#### Written problem:
Give the data a second time, exactly and in full.
>> BEGIN Record excerpts
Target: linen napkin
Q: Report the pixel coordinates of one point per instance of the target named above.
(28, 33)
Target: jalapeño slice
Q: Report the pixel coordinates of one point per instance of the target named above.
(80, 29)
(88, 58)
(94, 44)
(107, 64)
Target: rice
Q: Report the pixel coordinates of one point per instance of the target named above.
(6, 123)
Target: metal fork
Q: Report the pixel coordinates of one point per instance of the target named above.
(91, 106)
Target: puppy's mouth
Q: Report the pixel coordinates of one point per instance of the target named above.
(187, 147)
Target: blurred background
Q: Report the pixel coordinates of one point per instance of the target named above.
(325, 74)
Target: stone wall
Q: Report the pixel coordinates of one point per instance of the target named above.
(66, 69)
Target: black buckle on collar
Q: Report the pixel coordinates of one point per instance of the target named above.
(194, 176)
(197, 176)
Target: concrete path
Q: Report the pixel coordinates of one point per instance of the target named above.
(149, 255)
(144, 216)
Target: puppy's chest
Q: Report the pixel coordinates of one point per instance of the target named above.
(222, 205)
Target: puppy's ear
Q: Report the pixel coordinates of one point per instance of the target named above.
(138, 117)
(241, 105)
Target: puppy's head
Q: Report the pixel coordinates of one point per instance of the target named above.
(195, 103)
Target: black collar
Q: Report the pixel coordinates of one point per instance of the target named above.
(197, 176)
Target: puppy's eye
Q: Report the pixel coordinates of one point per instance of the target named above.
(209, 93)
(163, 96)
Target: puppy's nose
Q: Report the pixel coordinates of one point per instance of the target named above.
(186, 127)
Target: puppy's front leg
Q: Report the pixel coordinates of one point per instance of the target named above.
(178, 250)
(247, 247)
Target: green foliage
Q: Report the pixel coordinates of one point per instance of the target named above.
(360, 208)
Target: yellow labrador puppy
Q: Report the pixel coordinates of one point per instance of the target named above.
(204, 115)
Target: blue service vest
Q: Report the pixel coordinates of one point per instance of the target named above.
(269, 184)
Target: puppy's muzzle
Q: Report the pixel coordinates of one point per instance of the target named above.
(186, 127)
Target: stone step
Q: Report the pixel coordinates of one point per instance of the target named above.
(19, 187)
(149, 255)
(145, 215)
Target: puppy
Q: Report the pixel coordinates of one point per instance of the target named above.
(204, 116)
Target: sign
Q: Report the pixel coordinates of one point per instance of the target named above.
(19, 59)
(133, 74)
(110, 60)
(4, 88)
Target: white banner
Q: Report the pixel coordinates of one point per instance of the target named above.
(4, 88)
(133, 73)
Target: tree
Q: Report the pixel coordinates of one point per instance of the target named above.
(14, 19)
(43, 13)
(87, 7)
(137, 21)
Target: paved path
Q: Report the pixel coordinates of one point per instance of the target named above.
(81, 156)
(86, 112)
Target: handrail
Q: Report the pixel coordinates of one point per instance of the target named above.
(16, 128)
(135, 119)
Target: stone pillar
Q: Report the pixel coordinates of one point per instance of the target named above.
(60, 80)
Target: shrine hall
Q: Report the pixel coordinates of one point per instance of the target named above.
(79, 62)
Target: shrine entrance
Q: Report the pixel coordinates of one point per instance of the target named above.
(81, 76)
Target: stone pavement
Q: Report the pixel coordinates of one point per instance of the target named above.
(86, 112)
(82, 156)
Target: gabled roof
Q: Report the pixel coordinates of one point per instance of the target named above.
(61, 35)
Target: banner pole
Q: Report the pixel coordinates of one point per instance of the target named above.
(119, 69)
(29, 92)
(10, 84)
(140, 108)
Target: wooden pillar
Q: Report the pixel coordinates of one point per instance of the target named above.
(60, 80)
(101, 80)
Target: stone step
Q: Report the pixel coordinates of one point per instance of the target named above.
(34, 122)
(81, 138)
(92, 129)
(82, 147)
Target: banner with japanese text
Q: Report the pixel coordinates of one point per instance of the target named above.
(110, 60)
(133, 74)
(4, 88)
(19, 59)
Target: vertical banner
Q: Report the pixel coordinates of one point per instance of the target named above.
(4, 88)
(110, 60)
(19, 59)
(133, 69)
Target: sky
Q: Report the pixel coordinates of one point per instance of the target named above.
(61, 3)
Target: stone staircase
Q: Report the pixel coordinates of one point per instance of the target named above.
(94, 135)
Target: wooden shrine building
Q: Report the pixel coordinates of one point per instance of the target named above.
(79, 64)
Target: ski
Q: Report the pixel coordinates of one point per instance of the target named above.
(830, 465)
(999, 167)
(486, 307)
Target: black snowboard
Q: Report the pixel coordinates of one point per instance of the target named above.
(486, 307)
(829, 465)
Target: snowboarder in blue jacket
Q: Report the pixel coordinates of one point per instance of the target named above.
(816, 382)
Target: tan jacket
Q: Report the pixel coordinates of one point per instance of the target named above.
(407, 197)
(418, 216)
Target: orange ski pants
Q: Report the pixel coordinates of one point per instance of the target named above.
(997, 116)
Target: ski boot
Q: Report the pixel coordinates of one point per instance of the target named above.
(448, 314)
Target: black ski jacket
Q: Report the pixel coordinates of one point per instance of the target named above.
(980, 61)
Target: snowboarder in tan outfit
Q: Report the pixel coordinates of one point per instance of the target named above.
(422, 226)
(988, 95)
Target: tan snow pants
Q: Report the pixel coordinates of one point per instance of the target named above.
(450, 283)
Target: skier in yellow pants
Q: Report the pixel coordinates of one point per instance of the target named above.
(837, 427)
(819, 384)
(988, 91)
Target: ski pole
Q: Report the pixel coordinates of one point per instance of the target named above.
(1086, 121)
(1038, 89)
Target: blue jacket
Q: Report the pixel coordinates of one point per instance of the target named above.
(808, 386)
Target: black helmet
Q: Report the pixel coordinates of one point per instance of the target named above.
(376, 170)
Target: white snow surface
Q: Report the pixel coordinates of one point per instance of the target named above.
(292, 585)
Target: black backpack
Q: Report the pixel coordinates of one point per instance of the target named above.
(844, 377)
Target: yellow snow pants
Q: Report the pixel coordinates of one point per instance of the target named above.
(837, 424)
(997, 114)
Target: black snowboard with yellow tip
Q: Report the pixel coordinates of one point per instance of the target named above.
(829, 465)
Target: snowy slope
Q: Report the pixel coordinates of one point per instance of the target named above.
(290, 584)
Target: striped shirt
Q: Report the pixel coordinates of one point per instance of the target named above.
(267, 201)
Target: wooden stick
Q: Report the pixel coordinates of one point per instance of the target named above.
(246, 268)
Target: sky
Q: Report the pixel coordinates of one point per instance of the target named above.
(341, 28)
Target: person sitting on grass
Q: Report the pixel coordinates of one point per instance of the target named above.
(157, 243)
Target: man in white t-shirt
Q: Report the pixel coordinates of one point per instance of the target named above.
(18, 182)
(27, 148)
>> END Record excerpts
#### Answer to the exercise:
Target: linen napkin
Q: Report the pixel coordinates of one point per instance of the target named above.
(28, 33)
Target: jalapeño slice
Q: Report the pixel coordinates of one point per instance of the target named above.
(80, 29)
(88, 58)
(94, 44)
(107, 64)
Target: rice
Q: Report the pixel coordinates of one point per instance of the target named above.
(6, 123)
Target: metal fork
Q: Report the pixel coordinates of one point per instance of the target named above.
(91, 106)
Target: puppy's mouth
Q: Report the pixel coordinates of one point per instance of the target named above.
(187, 147)
Target: blurred background
Q: Report the pixel coordinates of one point per instance of the target named above.
(325, 74)
Target: stone wall
Q: Report the pixel coordinates of one point per instance of the target named above.
(66, 69)
Target: black buckle on collar
Q: Report the pixel coordinates of one point per instance of the target named above.
(194, 176)
(197, 176)
Target: concrete path
Q: Report the pixel coordinates of one point per instance of the target named above.
(149, 255)
(144, 216)
Target: puppy's chest
Q: Report the pixel coordinates of one point per instance of the target named above.
(222, 205)
Target: puppy's ear
Q: Report the pixel coordinates of one point per instance of the target named above.
(138, 117)
(241, 105)
Target: puppy's head
Q: Report the pixel coordinates of one point per instance of the target named above.
(195, 103)
Target: black collar
Q: Report the pixel coordinates of one point per instance of the target named above.
(197, 176)
Target: puppy's eye
Q: Report the pixel coordinates of one point per instance of the target named above.
(209, 93)
(163, 96)
Target: puppy's nose
Q: Report the pixel coordinates of one point per instance of the target named above.
(186, 127)
Target: puppy's front leg
Q: Report the pixel coordinates of one point per instance of the target named above.
(178, 250)
(247, 247)
Target: green foliage
Q: Report the pixel coordinates of one point per instance of the target named above.
(360, 208)
Target: yellow labrador puppy
Q: Report the pixel coordinates of one point per instance of the target named above.
(204, 115)
Target: blue service vest
Q: Report the pixel coordinates of one point per instance of the target named above.
(269, 184)
Target: puppy's muzzle
Q: Report the pixel coordinates of one point per instance of the target named above.
(186, 127)
Target: stone step
Q: Report the pixel coordinates of one point per instance of the target named above.
(19, 187)
(149, 255)
(145, 215)
Target: puppy
Q: Report the pixel coordinates of one point per instance of the target named above.
(204, 116)
Target: sign
Q: Report the pixel coordinates of one point per instance of the target named above.
(19, 59)
(133, 74)
(110, 60)
(4, 88)
Target: white banner
Q: Report the pixel coordinates of one point per instance of the target named above.
(4, 88)
(133, 73)
Target: tree
Q: Report the pixel coordinates of one point per instance of the target named above.
(14, 19)
(43, 13)
(87, 7)
(137, 21)
Target: paved path
Q: Report the pixel coordinates of one point per instance of the target named above.
(81, 156)
(86, 112)
Target: handrail
Q: Report the pixel coordinates of one point per instance of the target named above.
(16, 128)
(135, 119)
Target: stone pillar
Q: Report the pixel coordinates of one point per instance of the target named above.
(60, 80)
Target: shrine hall
Q: Report the pixel coordinates of one point per instance of the target named above.
(79, 62)
Target: shrine entrance
Q: Report the pixel coordinates of one point per instance of the target named above.
(81, 76)
Target: stone pavement
Q: Report the pixel coordinates of one point per instance of the target named above.
(86, 112)
(82, 156)
Target: gabled roof
Q: Report the pixel coordinates of one point per instance of the target named above.
(61, 35)
Target: banner pole
Q: Report the pixel coordinates of one point per instance of the target named above.
(119, 69)
(29, 92)
(10, 84)
(140, 108)
Target: wooden pillar
Q: Report the pixel coordinates of one point per instance of the target named above.
(60, 80)
(101, 80)
Target: stone step
Q: Report the pixel coordinates of one point per instance of the target named above.
(34, 122)
(81, 138)
(92, 129)
(82, 147)
Target: banner with japanese text
Q: Report the pixel coordinates of one point per instance of the target named above.
(110, 60)
(133, 74)
(4, 88)
(19, 59)
Target: vertical banner
Q: Report the pixel coordinates of one point per instance of the target named above.
(4, 88)
(110, 60)
(19, 59)
(133, 69)
Target: sky
Q: Report the pixel coordinates of one point per instance of the target named above.
(61, 3)
Target: stone staircase
Q: Report the pixel coordinates of one point per instance of the target named above.
(94, 135)
Target: wooden shrine building
Q: Report the pixel coordinates of one point per instance of the target named above.
(79, 64)
Target: ski
Q: Report the pixel coordinates of one point per instance of the target named above.
(830, 465)
(999, 167)
(486, 307)
Target: black snowboard
Q: Report the pixel coordinates of one point per instance of the target named above.
(486, 307)
(829, 465)
Target: snowboarder in blue jacket
Q: Report the pixel coordinates of one point per instance of the target named above.
(816, 382)
Target: tan jacket
Q: Report the pixel coordinates of one point per instance of the target named above.
(407, 197)
(418, 216)
Target: orange ski pants
Q: Report the pixel coordinates of one point per instance of the target named above.
(997, 116)
Target: ski boot
Q: Report the pixel coordinates of one point per instance of the target named above.
(448, 314)
Target: black ski jacket
Q: Report the pixel coordinates of one point per instance of the target named above.
(980, 61)
Target: snowboarder in tan outfit
Q: Report the pixel coordinates of one point per instance of the target named above.
(422, 226)
(988, 95)
Target: tan snow pants
Q: Report the pixel coordinates of one point per instance of the target named above.
(450, 283)
Target: skier in yellow pants
Q: Report the pixel coordinates of one point per instance of the target named above.
(837, 427)
(819, 384)
(988, 91)
Target: ski pole
Q: Report the pixel coordinates of one point per instance of the target named above.
(1086, 121)
(1038, 89)
Target: blue jacket
Q: Report the pixel coordinates of one point per instance of the target named above.
(808, 386)
Target: black helmet
Q: Report the pixel coordinates of one point per instance of the target named above.
(376, 170)
Target: white snow surface
Q: Report the pixel coordinates of one point per instance of the target named above.
(292, 585)
Target: black backpack
Q: Report the pixel coordinates of one point per instance of the target named above.
(844, 377)
Target: yellow snow pants
Q: Report the pixel coordinates of one point per instance of the target named above.
(837, 424)
(997, 114)
Target: black snowboard with yellow tip
Q: Report the pixel coordinates of one point per instance of the target named above.
(829, 465)
Target: snowy slope
Q: Report the pixel coordinates of one point per instance of the target named above.
(290, 584)
Target: striped shirt
Q: Report the pixel coordinates of one point per instance of the target named above.
(267, 201)
Target: wooden stick
Q: Report the pixel coordinates of one point per instance of the target named above.
(246, 268)
Target: sky
Q: Report the pixel coordinates of one point per instance of the target named above.
(341, 28)
Target: person sitting on grass
Q: Report the pixel coordinates of one point per instance of the target named above.
(157, 243)
Target: man in white t-shirt
Q: Report the pixel coordinates of one point per instance of the target named above.
(18, 182)
(27, 148)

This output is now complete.